Prompt :: Everything from the line with "For each instance of the large" to the end of the data should be restated word for word, and nothing before it.

Extracted entries ::

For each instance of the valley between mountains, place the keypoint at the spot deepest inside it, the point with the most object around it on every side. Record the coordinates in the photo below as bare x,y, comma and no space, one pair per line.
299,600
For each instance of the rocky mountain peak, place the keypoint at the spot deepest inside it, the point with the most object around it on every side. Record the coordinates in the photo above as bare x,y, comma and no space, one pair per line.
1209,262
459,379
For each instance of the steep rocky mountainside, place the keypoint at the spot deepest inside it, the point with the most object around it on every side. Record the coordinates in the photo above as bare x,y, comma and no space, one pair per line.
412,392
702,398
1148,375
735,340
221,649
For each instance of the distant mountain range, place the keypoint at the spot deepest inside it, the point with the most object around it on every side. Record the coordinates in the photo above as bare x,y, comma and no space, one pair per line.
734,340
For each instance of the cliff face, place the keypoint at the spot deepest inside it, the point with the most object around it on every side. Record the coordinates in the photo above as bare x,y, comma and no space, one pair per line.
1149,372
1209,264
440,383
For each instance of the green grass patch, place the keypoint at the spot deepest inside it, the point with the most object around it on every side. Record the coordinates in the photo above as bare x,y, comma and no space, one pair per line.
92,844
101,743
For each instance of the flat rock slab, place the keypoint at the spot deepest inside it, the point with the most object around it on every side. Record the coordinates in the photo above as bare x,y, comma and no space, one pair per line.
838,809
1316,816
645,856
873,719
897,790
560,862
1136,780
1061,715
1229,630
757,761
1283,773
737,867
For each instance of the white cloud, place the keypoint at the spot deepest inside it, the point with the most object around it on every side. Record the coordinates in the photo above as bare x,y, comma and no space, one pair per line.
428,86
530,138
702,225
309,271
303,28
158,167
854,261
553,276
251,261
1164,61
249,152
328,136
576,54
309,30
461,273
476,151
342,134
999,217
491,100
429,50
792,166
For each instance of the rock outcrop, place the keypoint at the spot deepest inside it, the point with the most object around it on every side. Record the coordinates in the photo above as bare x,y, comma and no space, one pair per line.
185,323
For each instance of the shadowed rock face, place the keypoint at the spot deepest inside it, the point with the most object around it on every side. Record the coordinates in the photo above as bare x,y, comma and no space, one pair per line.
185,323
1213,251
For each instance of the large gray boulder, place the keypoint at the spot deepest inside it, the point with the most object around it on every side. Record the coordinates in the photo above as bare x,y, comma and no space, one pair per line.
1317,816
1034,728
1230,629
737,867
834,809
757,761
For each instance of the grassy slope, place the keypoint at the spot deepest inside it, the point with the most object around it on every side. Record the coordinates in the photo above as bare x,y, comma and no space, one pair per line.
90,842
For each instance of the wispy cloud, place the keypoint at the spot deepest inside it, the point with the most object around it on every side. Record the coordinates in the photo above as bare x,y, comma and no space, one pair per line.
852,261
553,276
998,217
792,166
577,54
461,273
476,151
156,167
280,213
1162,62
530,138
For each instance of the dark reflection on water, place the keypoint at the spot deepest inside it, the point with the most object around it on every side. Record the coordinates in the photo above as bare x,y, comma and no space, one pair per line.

Response ::
For each instance of the large gray boulder, place the keypoint at the spot deepest inside it, the point with the most object around it on every side. Record the coordinates in the photo above as bare x,y, comma and no space, one pair per line.
1317,816
1034,728
1230,629
737,867
834,809
757,761
For each instance of the grassy slope, place the keypoint at the spot deepest inside it, the point with the most object around it on every side. Record the coordinates in the photo above as bare x,y, comma and no space, one pair per line.
90,842
For each instance of the wispy cloud, place the keypoint at the spot deepest inside it, the point with the most object around it on every side. Record the coordinates in the photo above as bare x,y, comma and no space, one pair per line.
852,261
553,276
998,217
792,166
577,54
461,273
476,151
156,167
280,213
1162,62
530,138
For each instance of the dark reflection on water, place the keypoint at the spot deepest inside it, the point with the most object around it on every side. Record the coordinates in the photo above as bare x,y, comma and no space, one pair per line.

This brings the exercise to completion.